━━━ Source passage

I WILL ACCOMPLISH ALL THESE GOALS, MAKE NO MISTAKE.


But what I'm most looking forward to is -- incomingonslaughtofsappymelodramaticcheeriness -- unexpected little moments that make each day special. Aww, isn't that sweet?

Actually, though, I'm learning more and more that it's an absolutely futile exercise to plan out your life like you're shopping from the Sears catalogue, despite all evidence to the contrary above. You can absolutely map out goals, go after them, and develop some kind of impending "life plan," but be warned: doing so can force you to miss out on the here and now (fortune cookie buddhist wisdom!). What's actually shocked me about my life, in retrospect, was how unexpected most of the touchstones were. I didn't ever find myself thinking "you know, that turned out exactly the way I planned it," and my life was all the better for it. I'm excited about this uncertain future! I'm bursting with excitement! Positively bursting!

That's all, folks. Epistemology readings await moi.

Monday, 11 April 2011

On Rebecca Black, Barack Obama, conspiracy theories and why people stink... oh, and Stephen Harper too, because that's bothering me.

Quick question. What's the best way to cause controversy in today's culture? So much controversy, in fact, that virtually everyone and their neighbour will be talking about you and lambasting you?

Is it,

A: Send unauthorized military personnel to foreign nations to bomb them and steal oil resources, under the pretense of 'keeping the peace.'

B: Make hateful and derogatory statements about African Americans, general minorities and gays and lesbians; and make your views widely known to ensure that people keep 'spreading the hate.'

C: Make a three minute music video.

If you answered C, you're absolutely correct!




The infamous voice of a generation?

This, my friends, is a prime example of the awful depths humanity sees fit to sink to. Rebecca Black -- singer of what many dub to be the worst song to ever disgrace pop music -- has received an unbelievable excess of hatred and cyber bullying over what amounts to an awful, yet very innocuous ditty about why friday really is the best day of the week.

It's ridiculous. I actually didn't realize how mean people could be until I saw millions of anonymous YouTubers telling a perfectly nice young girl to kill herself over a music video -- all the while giving her nearly 100, 000, 000 (yes -- one hundred million) online hits. Isn't that more than a little ironic? Do these people not leave their computers ever?

━━━━━━
━━━ Supplied data

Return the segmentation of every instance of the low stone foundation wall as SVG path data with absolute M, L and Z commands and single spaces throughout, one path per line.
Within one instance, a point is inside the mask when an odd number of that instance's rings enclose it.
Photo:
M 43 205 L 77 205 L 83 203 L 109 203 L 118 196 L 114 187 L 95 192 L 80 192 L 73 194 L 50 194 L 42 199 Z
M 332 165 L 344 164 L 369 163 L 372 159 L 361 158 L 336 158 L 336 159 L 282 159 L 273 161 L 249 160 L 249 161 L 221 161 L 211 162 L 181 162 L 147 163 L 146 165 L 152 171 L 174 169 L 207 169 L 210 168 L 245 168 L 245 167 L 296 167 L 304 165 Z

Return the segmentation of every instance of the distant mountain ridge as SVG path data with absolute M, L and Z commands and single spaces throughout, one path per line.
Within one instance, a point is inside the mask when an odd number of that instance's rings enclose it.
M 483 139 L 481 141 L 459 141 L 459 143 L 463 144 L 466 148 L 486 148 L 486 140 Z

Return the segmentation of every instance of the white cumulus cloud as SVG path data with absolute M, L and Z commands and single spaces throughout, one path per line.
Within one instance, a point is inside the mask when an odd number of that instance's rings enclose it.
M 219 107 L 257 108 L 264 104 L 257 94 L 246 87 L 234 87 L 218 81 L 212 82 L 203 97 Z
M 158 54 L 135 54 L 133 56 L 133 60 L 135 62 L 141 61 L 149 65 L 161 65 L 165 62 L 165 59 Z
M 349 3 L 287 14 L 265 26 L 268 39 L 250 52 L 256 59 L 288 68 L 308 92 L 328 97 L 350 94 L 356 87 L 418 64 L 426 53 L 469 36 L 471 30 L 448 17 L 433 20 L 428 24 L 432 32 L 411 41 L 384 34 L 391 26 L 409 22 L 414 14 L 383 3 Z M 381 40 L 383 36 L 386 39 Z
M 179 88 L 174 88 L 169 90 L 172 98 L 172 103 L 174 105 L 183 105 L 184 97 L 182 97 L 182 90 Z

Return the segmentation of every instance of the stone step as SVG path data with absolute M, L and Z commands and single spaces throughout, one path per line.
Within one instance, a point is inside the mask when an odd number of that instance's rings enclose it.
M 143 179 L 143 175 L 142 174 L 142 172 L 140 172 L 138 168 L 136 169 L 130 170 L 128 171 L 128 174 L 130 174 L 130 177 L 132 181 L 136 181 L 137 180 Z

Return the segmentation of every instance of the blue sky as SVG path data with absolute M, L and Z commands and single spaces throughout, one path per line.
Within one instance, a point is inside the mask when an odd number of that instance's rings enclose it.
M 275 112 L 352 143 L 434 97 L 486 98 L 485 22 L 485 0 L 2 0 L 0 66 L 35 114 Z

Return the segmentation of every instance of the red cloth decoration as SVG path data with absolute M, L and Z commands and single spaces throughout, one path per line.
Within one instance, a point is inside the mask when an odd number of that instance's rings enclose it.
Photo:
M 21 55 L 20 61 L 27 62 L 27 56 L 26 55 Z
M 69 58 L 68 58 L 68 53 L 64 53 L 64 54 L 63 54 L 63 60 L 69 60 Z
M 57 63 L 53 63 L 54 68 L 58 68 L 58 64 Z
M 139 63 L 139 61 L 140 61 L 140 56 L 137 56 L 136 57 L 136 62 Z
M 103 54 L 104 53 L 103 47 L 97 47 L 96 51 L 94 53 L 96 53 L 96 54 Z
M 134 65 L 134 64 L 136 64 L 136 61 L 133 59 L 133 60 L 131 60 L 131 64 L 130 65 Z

━━━━━━

### Exercise directions:
Extend the blog post about the backlash against Rebecca Black's music video, picking up right after its final sentence.

### Task answer:
Here's a crazy idea: Don't watch the video. Get some fresh air. Buy your groceries. There are a surprising number of alternatives to making an impressionable thirteen year old feel like the scum of the earth.

It's funny how the internet can universally applaud a bullied boy standing up to his tormentor and tell an innocent girl to "cut herself and die" in the same breath. Just a tad hypocritical.

But ah well. I'm just one blogger with an opinion. Apparently we really are at that stage where global cyber bullying is not only acceptable, but laudable and worthy of a little encouragement. It's like fame somehow diminishes one's status as 'a person with feelings.' This Rebecca Black phenomenon is, to me, a social experiment detailing what awful buggers human beings really are.

Now imagine you're at choir practice...

----
Choir Teacher: You know, Jimmy -- we've got to talk. You've been a little off key this past week.

Jimmy: I'll worker harder, teach! Want me to take extra voice lessons?

Choir Teacher: Actually, you should cut yourself and develop an eating disorder, so you'll look pretty. Cut and die.

-----

Isn't that going a tad far? What's the difference between that and the cyberbullying of Rebecca Black? My God, people are scum.

On that lighthearted note: I am, in fact, going to discuss Barack Obama, conspiracy theories, Stephen Harper and other controversial topics at a later date. I have, however, lots of homework that cannot wait. Cheerio! I'm not actually British.